WHAT IS NEEDED: Your answer must hold only the lines below from the line containing "x=106, y=233" through the line containing "x=179, y=555", each reproduced exactly.

##############################

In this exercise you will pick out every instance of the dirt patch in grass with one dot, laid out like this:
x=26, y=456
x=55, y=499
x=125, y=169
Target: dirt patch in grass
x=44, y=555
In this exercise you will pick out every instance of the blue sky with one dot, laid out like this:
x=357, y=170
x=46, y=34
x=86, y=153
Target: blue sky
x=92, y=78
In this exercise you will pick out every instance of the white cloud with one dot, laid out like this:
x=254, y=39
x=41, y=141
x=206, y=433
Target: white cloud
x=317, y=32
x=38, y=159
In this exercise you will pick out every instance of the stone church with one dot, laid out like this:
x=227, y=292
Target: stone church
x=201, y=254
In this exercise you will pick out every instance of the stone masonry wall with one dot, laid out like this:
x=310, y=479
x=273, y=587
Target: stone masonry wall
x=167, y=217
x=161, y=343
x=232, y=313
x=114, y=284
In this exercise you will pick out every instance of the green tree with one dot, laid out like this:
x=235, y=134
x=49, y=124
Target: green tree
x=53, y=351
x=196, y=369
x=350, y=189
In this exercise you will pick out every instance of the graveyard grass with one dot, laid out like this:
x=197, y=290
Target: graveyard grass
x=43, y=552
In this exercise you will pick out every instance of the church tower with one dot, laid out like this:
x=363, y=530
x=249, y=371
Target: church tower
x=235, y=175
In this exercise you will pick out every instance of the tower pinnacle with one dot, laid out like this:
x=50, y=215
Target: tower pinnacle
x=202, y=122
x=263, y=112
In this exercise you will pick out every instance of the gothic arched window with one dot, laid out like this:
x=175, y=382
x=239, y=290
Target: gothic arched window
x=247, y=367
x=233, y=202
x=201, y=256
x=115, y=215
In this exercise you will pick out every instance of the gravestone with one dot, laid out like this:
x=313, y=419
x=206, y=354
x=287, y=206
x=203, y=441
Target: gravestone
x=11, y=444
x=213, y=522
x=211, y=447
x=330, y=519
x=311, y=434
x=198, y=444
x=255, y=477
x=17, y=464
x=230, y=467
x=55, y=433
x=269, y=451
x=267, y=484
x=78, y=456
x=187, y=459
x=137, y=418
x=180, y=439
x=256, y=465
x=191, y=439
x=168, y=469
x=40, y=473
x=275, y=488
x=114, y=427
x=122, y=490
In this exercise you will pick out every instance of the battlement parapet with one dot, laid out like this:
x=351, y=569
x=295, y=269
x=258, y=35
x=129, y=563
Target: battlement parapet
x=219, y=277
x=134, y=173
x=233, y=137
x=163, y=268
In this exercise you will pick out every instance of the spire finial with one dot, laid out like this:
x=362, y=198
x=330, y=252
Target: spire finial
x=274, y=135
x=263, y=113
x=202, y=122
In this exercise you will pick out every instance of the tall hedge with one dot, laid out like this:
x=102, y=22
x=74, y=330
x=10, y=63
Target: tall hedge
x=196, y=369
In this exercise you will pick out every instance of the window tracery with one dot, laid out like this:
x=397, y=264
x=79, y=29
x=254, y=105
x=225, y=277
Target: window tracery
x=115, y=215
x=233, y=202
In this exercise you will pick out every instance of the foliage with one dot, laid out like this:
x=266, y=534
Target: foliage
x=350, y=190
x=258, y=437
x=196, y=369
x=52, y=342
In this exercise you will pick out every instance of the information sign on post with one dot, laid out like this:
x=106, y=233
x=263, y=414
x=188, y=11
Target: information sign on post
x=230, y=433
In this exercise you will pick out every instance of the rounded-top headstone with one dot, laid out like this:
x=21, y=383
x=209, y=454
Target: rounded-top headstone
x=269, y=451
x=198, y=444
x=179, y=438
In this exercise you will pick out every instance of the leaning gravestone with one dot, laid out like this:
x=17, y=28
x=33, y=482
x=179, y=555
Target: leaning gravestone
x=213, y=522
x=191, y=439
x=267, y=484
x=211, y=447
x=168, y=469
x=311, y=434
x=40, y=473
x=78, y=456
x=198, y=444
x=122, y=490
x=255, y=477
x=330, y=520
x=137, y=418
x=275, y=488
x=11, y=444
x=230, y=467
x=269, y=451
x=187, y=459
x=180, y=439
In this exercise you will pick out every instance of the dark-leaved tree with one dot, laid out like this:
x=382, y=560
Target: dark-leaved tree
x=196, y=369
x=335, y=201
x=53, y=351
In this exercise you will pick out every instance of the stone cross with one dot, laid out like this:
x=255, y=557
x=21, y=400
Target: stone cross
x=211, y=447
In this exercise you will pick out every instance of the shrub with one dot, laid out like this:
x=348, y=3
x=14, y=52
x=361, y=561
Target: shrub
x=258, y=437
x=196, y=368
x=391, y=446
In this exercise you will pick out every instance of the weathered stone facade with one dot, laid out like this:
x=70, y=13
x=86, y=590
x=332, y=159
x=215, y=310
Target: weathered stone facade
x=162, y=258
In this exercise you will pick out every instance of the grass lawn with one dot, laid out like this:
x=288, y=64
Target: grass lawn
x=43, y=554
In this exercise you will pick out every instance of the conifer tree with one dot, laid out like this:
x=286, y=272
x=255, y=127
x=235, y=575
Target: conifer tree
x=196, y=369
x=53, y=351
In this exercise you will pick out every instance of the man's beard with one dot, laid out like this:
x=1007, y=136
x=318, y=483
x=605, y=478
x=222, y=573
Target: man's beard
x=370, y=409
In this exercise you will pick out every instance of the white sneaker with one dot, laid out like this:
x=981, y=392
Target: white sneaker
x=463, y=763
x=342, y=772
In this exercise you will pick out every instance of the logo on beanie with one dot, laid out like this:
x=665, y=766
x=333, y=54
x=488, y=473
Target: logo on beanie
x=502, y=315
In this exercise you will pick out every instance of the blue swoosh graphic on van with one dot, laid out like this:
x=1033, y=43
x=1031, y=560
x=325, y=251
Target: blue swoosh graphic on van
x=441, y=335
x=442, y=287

##############################

RESPONSE BOX:
x=106, y=233
x=263, y=414
x=188, y=11
Target: information sign on post
x=230, y=433
In this exercise you will pick out every instance of the rounded-top headstone with one dot, laid out like this:
x=21, y=383
x=209, y=454
Target: rounded-top headstone
x=269, y=451
x=198, y=444
x=179, y=438
In this exercise you will pick out every instance of the leaning gravestone with one dot, laid out like this:
x=17, y=28
x=33, y=482
x=179, y=555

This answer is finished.